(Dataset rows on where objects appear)

(begin)

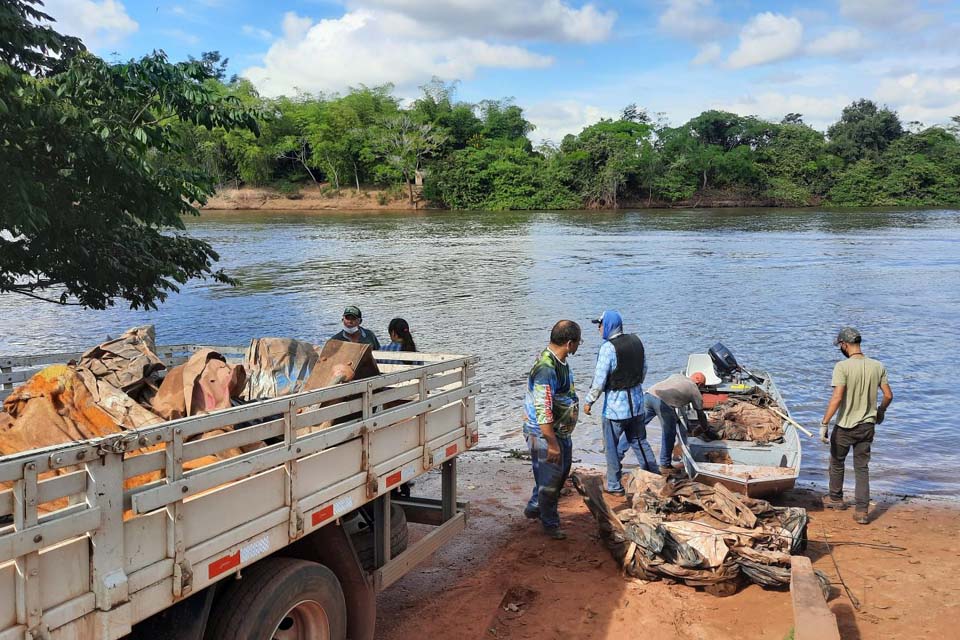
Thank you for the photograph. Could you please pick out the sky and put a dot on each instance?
(566, 62)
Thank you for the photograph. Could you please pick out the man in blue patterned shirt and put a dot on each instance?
(551, 409)
(621, 368)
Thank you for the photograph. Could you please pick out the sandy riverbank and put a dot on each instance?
(308, 199)
(571, 588)
(317, 198)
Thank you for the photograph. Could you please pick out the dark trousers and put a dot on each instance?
(859, 438)
(548, 478)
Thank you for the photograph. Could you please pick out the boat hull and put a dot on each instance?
(752, 469)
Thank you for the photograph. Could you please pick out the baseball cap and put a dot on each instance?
(848, 335)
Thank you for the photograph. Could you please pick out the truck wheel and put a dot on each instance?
(280, 599)
(399, 535)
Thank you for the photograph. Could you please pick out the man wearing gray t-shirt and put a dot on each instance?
(663, 399)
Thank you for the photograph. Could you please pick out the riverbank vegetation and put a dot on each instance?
(91, 174)
(479, 155)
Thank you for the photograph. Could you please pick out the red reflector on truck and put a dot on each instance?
(222, 565)
(323, 514)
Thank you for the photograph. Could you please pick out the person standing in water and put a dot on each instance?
(856, 382)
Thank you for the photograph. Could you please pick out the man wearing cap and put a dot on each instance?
(353, 332)
(856, 382)
(621, 368)
(662, 400)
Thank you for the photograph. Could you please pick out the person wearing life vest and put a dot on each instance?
(621, 368)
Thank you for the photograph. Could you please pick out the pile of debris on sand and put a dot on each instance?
(685, 531)
(122, 384)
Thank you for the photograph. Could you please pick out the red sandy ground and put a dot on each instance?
(502, 578)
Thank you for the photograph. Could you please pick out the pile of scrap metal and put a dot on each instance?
(745, 417)
(699, 535)
(122, 385)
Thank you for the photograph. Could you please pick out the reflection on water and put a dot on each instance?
(774, 286)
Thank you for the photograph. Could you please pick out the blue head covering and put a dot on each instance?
(612, 323)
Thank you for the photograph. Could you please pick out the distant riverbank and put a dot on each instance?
(323, 199)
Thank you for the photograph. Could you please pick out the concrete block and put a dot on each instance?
(812, 618)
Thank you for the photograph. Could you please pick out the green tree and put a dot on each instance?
(405, 145)
(864, 131)
(91, 211)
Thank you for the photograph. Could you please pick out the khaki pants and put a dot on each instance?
(859, 438)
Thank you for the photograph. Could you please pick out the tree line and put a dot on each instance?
(479, 155)
(100, 162)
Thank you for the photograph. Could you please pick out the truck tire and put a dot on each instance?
(280, 599)
(399, 537)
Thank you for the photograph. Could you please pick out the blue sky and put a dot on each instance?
(566, 62)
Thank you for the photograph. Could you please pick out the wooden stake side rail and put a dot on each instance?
(110, 557)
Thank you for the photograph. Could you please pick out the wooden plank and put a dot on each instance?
(812, 618)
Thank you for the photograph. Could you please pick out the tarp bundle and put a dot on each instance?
(745, 417)
(113, 388)
(696, 534)
(278, 366)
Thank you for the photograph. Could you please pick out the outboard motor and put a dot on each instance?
(723, 361)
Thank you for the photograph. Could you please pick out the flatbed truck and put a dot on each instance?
(250, 547)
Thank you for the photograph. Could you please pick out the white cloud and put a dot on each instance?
(554, 120)
(534, 20)
(932, 97)
(708, 53)
(886, 14)
(767, 37)
(817, 111)
(693, 19)
(256, 32)
(838, 42)
(98, 24)
(181, 35)
(362, 47)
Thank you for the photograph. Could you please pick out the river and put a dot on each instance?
(773, 285)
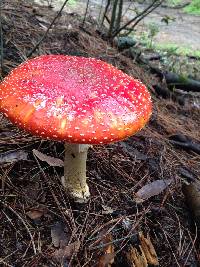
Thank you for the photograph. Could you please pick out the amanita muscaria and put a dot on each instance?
(78, 100)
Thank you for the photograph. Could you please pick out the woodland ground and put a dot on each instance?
(32, 200)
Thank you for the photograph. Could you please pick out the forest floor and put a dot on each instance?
(40, 225)
(178, 31)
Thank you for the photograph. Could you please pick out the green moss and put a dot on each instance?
(173, 2)
(175, 49)
(193, 7)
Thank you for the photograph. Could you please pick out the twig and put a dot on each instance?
(140, 16)
(105, 12)
(86, 11)
(44, 36)
(1, 40)
(22, 220)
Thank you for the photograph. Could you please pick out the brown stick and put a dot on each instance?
(45, 34)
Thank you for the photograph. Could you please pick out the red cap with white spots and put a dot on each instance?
(74, 99)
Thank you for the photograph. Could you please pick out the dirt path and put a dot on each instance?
(184, 31)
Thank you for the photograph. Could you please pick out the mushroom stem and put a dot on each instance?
(75, 171)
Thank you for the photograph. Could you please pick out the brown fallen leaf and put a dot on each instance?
(11, 157)
(107, 259)
(192, 195)
(107, 210)
(58, 235)
(67, 251)
(36, 213)
(151, 189)
(136, 259)
(148, 250)
(55, 162)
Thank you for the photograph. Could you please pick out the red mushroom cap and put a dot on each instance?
(74, 99)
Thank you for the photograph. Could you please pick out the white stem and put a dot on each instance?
(75, 171)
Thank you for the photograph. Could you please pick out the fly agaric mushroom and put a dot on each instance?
(78, 100)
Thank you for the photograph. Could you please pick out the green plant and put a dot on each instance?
(193, 7)
(173, 2)
(153, 31)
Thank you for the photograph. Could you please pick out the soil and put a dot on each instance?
(40, 225)
(182, 30)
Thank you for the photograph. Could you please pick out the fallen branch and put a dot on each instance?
(180, 82)
(44, 36)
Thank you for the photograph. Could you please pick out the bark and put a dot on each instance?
(74, 179)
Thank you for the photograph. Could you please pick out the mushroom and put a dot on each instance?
(80, 101)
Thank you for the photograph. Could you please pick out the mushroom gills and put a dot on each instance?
(74, 179)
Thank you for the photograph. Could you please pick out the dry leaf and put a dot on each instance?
(67, 251)
(152, 189)
(135, 259)
(148, 249)
(192, 197)
(36, 213)
(107, 259)
(11, 157)
(58, 235)
(55, 162)
(107, 210)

(end)

• _Given instruction_: The records above must be echoed exactly, minus their pictures.

• _Task response_:
Thank you for the photograph. Could you please pick out the sky and put a dot on each instance?
(566, 62)
Thank you for the photograph. Could you please pick out the man in blue patterned shirt and put a dot on each instance?
(551, 409)
(621, 368)
Thank you for the photograph. Could you please pick out the sandy riverbank and put a dot on each instance?
(308, 199)
(571, 588)
(317, 198)
Thank you for the photograph. Could you please pick out the dark trousers and put a dot on each instance?
(859, 438)
(548, 478)
Thank you for the photograph. Could you please pick out the boat hull and put a dot on each instance?
(752, 469)
Thank you for the photograph. Could you please pick out the baseball cap and put a dot on each instance?
(848, 335)
Thank you for the photograph. Could you please pick out the truck wheel and put a dot on each instance?
(280, 599)
(399, 535)
Thank you for the photograph. Could you please pick out the man wearing gray t-shirt and put a dot on each instance?
(663, 399)
Thank you for the photograph. Could you please pick out the riverbank vegetation and put a dot on each instance?
(91, 174)
(479, 155)
Thank you for the photograph. Could you please pick out the red reflector on truck and put a dot on each instance?
(222, 565)
(323, 514)
Thank you for the photograph. Could you please pick out the person standing in water and put a dot on each instance?
(856, 382)
Thank you for the photograph. Could you please pick out the man wearing cap and put a dot on each instance?
(353, 332)
(856, 382)
(621, 368)
(662, 400)
Thank you for the photograph. Could you please pick out the person wearing life vest and put a dot on each instance?
(621, 368)
Thank you for the photograph. Could you please pick out the pile of debris on sand and put a dot on each instance?
(685, 531)
(122, 384)
Thank you for the photograph. Could you please pick out the red sandy ground and put a dot on each instance?
(502, 578)
Thank you for the photograph. Could you please pick out the pile of scrap metal and put a dot on each instance?
(745, 417)
(699, 535)
(122, 385)
Thank you for the photograph. Could you please pick out the reflection on water and put a dot on each instance?
(774, 286)
Thank you for the photograph. Could you please pick out the blue head covering and put a dot on each instance?
(612, 323)
Thank you for the photograph. Could you please pick out the distant riverbank and put a dot on each instance?
(323, 199)
Thank you for the photograph. Could you please pick out the concrete block and put a dot on each instance?
(812, 618)
Thank you for the photograph. Could you please pick out the green tree and put a dot on each instance?
(405, 145)
(864, 131)
(91, 211)
Thank you for the photograph. Could you please pick out the khaki pants and put a dot on each instance?
(859, 438)
Thank you for the photograph. Could you please pick out the tree line and put a dot on each instance?
(479, 155)
(100, 162)
Thank you for the photograph. Could you please pick out the truck tire and put a dot on each instance?
(280, 599)
(399, 537)
Thank you for the photograph. Could you please pick out the blue sky and put a dot on each instance?
(566, 62)
Thank you for the photograph. Could you please pick out the wooden stake side rail and put a dot on each instance?
(110, 557)
Thank you for the photograph. Could you please pick out the wooden plank and put a dot on each instance?
(812, 618)
Thank you for the photograph. Could you please pick out the tarp bundle and put a dot on each instance?
(745, 417)
(113, 388)
(696, 534)
(278, 366)
Thank you for the photograph. Could you please pick out the outboard motor and put a dot on each instance?
(723, 361)
Thank you for the photograph. Could you please pick out the flatbed truck and put a dot on each instance?
(250, 547)
Thank you for the photograph. Could you please pick out the white cloud and put a dot on each instance?
(554, 120)
(534, 20)
(932, 97)
(708, 53)
(886, 14)
(767, 37)
(817, 111)
(693, 19)
(256, 32)
(838, 42)
(98, 24)
(181, 35)
(362, 47)
Thank you for the photograph. Could you please pick out the river and put a dot on each instance?
(773, 285)
Thank you for the photograph. Could you please pick out the amanita muscaria and put a dot on each instance?
(78, 100)
Thank you for the photograph. Could you please pick out the woodland ground and put a dot on each instance?
(32, 200)
Thank you for the photograph. Could you please pick out the forest floor and put a dot on each instance?
(40, 225)
(178, 31)
Thank you for the photograph. Could you please pick out the green moss and put a dot on each instance?
(173, 2)
(175, 49)
(193, 7)
Thank you for the photograph. Could you please pick out the twig and put a dot on each instance?
(140, 16)
(105, 12)
(86, 11)
(44, 36)
(1, 40)
(22, 220)
Thank you for the photograph. Could you please pick out the brown stick and put a dot on each instance?
(45, 34)
Thank you for the photograph. Could you please pick out the red cap with white spots and put a dot on each instance?
(74, 99)
Thank you for the photograph. Could you please pick out the dirt path and put a dot on each instance?
(184, 31)
Thank you for the photograph. Could you please pick out the mushroom stem and put a dot on each instance?
(75, 171)
Thank you for the photograph. Could you please pick out the brown fallen leaf and put a dot on each instance?
(11, 157)
(107, 259)
(192, 195)
(107, 210)
(58, 235)
(67, 251)
(36, 213)
(151, 189)
(136, 259)
(148, 250)
(55, 162)
Thank you for the photograph. Could you please pick out the red mushroom cap and put a dot on each instance?
(74, 99)
Thank you for the photograph. Could you please pick out the white stem and put a dot on each instance?
(75, 171)
Thank you for the photograph. Could you please pick out the fly agaric mushroom and put a dot on each instance?
(78, 100)
Thank you for the photograph. Could you please pick out the green plant and put a dot on each instance?
(193, 7)
(173, 2)
(153, 31)
Thank you for the photograph. Could you please pick out the soil and put a dot on each instance?
(40, 225)
(182, 30)
Thank you for the photograph. Could you please pick out the fallen branch and put a dot on each instance?
(180, 82)
(44, 36)
Thank you for the photograph. Could you please pick out the bark and put a dot on each instance?
(74, 179)
Thank you for the photograph. Could you please pick out the mushroom and put a dot on each instance?
(80, 101)
Thank you for the photograph. Could you please pick out the mushroom gills and put a dot on each instance?
(74, 179)
Thank you for the photograph. Could you please pick out the dry leaf and put a dot on each instance?
(67, 251)
(152, 189)
(135, 259)
(148, 249)
(192, 197)
(36, 213)
(107, 259)
(11, 157)
(58, 235)
(55, 162)
(107, 210)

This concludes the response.